# Start of RECORDS SHOWN
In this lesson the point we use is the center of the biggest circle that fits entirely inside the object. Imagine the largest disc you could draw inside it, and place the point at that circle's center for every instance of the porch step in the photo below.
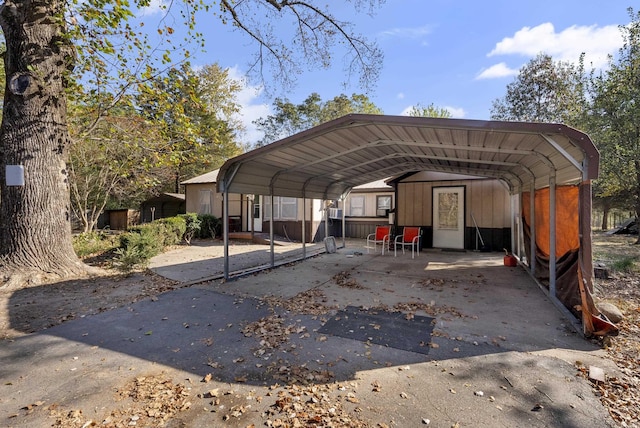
(259, 238)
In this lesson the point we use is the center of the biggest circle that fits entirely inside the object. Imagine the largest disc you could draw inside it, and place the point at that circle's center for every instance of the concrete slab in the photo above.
(496, 334)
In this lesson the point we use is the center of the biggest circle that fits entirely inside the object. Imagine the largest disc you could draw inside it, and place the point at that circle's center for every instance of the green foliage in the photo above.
(624, 264)
(210, 226)
(615, 116)
(194, 116)
(143, 242)
(544, 91)
(290, 118)
(95, 242)
(175, 229)
(193, 225)
(429, 111)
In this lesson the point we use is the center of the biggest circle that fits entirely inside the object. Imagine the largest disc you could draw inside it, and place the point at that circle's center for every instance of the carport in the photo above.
(538, 162)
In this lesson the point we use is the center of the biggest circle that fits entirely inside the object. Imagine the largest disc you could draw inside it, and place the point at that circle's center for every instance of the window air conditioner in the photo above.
(335, 213)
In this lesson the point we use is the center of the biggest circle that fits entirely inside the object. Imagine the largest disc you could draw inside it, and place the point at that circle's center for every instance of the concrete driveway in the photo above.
(497, 351)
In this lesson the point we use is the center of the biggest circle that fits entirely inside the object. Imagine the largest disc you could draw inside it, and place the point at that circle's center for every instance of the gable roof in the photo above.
(209, 177)
(327, 161)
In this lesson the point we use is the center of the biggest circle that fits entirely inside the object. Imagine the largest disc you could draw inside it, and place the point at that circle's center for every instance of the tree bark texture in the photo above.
(35, 228)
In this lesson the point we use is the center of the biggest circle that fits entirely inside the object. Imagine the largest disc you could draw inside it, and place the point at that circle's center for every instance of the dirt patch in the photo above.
(33, 309)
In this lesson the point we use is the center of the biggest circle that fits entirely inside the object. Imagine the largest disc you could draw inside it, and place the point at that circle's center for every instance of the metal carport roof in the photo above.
(326, 161)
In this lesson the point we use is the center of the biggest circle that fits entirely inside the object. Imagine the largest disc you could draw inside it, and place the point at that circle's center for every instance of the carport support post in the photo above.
(225, 231)
(552, 236)
(532, 227)
(344, 224)
(304, 229)
(326, 218)
(271, 247)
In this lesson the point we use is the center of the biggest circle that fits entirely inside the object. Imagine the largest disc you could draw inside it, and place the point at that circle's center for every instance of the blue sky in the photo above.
(459, 55)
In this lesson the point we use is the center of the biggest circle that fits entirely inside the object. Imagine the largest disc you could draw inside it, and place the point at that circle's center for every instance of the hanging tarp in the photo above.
(573, 250)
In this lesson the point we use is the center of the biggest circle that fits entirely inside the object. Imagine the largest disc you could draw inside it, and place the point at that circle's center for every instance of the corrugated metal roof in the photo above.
(209, 177)
(328, 160)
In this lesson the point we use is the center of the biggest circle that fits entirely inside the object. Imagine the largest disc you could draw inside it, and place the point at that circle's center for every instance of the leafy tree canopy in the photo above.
(429, 111)
(544, 91)
(290, 118)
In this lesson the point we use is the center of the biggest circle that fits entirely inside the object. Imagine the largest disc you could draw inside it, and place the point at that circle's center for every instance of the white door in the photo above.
(448, 217)
(257, 214)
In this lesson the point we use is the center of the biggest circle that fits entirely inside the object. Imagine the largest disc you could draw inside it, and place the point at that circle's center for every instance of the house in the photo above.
(162, 206)
(367, 206)
(201, 197)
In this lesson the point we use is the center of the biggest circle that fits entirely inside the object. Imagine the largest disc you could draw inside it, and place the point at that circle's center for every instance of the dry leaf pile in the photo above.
(272, 333)
(344, 279)
(311, 302)
(312, 406)
(147, 401)
(410, 308)
(299, 374)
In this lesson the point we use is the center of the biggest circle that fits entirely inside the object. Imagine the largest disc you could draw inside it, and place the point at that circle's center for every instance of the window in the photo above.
(383, 205)
(356, 206)
(288, 208)
(256, 206)
(206, 204)
(283, 208)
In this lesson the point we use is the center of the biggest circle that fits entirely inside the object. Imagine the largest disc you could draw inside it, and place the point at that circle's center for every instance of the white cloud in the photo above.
(456, 112)
(155, 6)
(497, 71)
(406, 32)
(250, 110)
(596, 42)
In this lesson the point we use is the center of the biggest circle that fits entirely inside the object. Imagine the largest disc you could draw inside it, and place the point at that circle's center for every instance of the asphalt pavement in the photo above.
(443, 339)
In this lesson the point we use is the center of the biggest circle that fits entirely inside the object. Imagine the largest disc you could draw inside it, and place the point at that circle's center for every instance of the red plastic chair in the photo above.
(410, 237)
(381, 236)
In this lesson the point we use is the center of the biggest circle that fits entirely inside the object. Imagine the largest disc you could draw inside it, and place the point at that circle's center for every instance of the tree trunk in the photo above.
(605, 217)
(35, 228)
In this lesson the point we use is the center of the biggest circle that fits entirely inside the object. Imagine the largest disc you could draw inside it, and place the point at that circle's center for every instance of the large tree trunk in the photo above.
(35, 228)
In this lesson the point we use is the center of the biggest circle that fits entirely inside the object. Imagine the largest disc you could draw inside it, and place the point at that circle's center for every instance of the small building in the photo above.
(162, 206)
(119, 219)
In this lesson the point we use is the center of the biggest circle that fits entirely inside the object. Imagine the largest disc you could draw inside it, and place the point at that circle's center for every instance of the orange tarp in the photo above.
(567, 224)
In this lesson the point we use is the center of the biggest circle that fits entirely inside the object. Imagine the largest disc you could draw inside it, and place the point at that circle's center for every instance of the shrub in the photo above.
(175, 228)
(193, 225)
(140, 243)
(210, 226)
(95, 242)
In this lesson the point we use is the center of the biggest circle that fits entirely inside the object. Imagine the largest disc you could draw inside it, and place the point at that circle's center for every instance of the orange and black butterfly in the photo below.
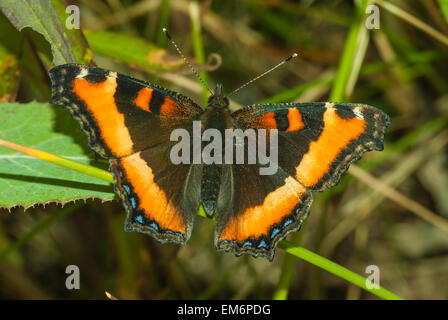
(130, 122)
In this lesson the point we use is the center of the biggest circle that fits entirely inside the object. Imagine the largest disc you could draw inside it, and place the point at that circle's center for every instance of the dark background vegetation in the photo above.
(403, 72)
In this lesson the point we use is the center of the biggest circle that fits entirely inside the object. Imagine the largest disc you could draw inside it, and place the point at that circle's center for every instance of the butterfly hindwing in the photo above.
(161, 199)
(319, 140)
(130, 121)
(256, 211)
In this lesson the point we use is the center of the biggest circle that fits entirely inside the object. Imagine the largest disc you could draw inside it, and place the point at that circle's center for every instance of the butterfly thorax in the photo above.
(218, 99)
(216, 116)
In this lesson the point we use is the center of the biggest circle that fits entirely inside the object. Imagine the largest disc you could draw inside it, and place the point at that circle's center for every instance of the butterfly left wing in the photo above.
(316, 144)
(254, 212)
(129, 121)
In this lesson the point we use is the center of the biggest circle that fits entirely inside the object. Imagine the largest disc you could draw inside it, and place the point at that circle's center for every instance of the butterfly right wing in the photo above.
(130, 122)
(119, 114)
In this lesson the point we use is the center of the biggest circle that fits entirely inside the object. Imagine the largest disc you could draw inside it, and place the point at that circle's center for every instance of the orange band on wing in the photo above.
(152, 200)
(99, 99)
(295, 120)
(256, 221)
(143, 98)
(335, 137)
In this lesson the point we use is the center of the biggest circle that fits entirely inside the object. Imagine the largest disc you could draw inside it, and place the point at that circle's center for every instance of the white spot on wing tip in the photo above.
(358, 112)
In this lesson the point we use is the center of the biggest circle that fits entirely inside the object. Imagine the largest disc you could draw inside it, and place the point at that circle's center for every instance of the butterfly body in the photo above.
(130, 122)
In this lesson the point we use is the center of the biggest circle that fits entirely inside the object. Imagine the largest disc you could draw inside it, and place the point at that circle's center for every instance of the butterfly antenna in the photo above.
(186, 60)
(264, 73)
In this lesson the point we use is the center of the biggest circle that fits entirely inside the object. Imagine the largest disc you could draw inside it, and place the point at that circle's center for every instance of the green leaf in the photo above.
(131, 50)
(24, 180)
(41, 16)
(9, 60)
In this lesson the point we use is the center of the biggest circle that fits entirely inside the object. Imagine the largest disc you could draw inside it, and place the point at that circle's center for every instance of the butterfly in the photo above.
(130, 122)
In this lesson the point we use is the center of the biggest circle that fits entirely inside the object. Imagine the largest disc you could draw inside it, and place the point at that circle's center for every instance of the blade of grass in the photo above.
(198, 46)
(70, 164)
(352, 56)
(289, 262)
(336, 269)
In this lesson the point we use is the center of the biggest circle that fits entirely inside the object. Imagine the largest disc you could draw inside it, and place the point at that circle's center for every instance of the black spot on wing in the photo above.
(281, 117)
(157, 100)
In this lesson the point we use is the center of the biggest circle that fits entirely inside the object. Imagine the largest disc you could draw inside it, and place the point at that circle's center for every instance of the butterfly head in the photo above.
(218, 99)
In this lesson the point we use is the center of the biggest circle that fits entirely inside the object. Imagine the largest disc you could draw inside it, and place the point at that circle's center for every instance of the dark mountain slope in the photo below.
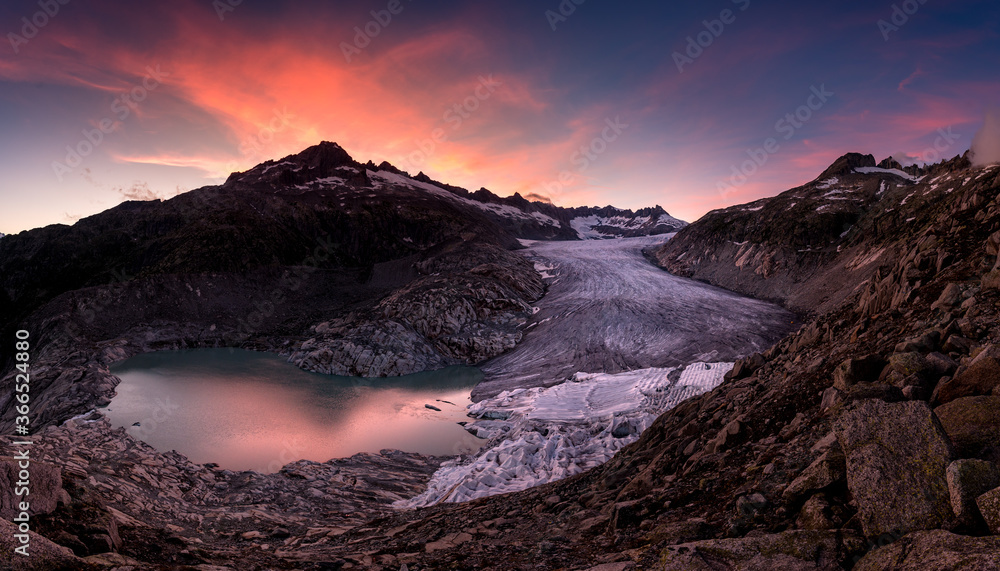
(811, 246)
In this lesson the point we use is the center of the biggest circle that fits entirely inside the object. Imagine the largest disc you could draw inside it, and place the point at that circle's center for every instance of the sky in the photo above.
(689, 105)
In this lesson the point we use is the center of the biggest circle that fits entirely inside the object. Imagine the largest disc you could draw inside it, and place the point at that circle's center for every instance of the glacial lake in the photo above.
(245, 410)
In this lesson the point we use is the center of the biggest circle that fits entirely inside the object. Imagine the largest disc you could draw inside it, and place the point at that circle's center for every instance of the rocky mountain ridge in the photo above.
(865, 440)
(810, 247)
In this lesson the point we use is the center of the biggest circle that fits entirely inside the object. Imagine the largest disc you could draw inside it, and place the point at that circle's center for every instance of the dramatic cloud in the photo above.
(475, 95)
(986, 144)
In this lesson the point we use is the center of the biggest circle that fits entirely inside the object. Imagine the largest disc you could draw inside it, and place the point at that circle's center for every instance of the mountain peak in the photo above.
(324, 156)
(847, 163)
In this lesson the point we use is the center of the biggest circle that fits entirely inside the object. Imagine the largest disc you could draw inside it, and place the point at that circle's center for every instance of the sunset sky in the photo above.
(189, 91)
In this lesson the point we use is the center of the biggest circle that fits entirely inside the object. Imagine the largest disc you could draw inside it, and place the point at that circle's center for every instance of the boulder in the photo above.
(935, 549)
(989, 506)
(854, 371)
(745, 367)
(904, 366)
(828, 469)
(814, 514)
(941, 364)
(880, 391)
(46, 488)
(924, 343)
(972, 424)
(967, 480)
(43, 555)
(949, 298)
(789, 551)
(980, 378)
(991, 280)
(897, 457)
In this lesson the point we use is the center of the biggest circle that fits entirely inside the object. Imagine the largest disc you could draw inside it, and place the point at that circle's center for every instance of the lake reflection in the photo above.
(246, 410)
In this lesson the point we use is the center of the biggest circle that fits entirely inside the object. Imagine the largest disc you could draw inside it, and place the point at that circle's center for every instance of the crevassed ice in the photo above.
(540, 435)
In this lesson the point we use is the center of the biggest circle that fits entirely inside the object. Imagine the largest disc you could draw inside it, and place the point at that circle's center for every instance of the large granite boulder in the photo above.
(972, 424)
(980, 378)
(967, 480)
(937, 549)
(897, 457)
(46, 488)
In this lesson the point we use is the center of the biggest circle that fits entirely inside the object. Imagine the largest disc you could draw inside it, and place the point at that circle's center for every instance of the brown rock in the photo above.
(980, 378)
(828, 469)
(43, 555)
(897, 456)
(788, 551)
(815, 514)
(972, 423)
(967, 480)
(936, 549)
(989, 506)
(854, 371)
(46, 488)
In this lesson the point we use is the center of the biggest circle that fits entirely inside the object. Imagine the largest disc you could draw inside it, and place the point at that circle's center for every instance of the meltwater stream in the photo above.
(254, 411)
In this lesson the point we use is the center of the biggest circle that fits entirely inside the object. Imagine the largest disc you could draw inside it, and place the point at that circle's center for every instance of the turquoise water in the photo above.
(245, 410)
# End of RECORDS SHOWN
DO THIS: From the line holding "the boulder in the photo above." through the last line above, reproduce each line exactly and add nothing.

WRITTEN SOLUTION:
In this lesson the point we use is the center of the biggest circle that fits entirely inside the object. Imagine the largest disc you could draw inside it, and place the point at that circle's center for every instance of the boulder in the photo above.
(935, 549)
(989, 506)
(854, 371)
(745, 367)
(904, 366)
(828, 469)
(814, 514)
(941, 364)
(880, 391)
(46, 488)
(924, 343)
(972, 424)
(967, 480)
(43, 555)
(949, 298)
(789, 551)
(980, 378)
(991, 280)
(897, 457)
In this lesson the point we use is the center of the biggest circle that fits entirely inside the object. Imagine the largest disc you could draw inside it, and place the point at that circle's center for every instance of the lake reflection in the photo above.
(246, 410)
In this lesson the point we use is the center of the biggest circle that fits entirely inside the object. Imagine the largest disc you could draw inside it, and place the point at that circle's center for every instance of the crevassed ice in the photo above.
(540, 435)
In this lesson the point we use is the center of the biggest circle that fits entirely inside the object. Imagine the largest disc you could draw inside it, and place the point at that circle's center for every instance of the large granite boulder in the photo above.
(972, 424)
(980, 378)
(967, 480)
(937, 549)
(897, 457)
(46, 488)
In this lesson the point we use is the center of the biggest circle that fits entirely inside the object. Imagine the largest disc you could draw inside it, and place the point at that circle's center for every instance of the brown rock in the photo above.
(980, 378)
(828, 469)
(43, 555)
(897, 456)
(788, 551)
(815, 514)
(972, 423)
(967, 480)
(936, 549)
(989, 506)
(854, 371)
(46, 488)
In this lesson the point we use is the center of the biggest circle that fits entirely inside the object. Imagine the largest disc you could draw inside it, and place the point at that circle's center for every instance of the meltwater stream in the photo above.
(254, 411)
In this lesson the point we use is the center of the biggest circle that fits entirely inside the object. Imagine the largest disc you could draw inside it, and place the point at that circle's center for every instance of the turquoise water in the photo above.
(245, 410)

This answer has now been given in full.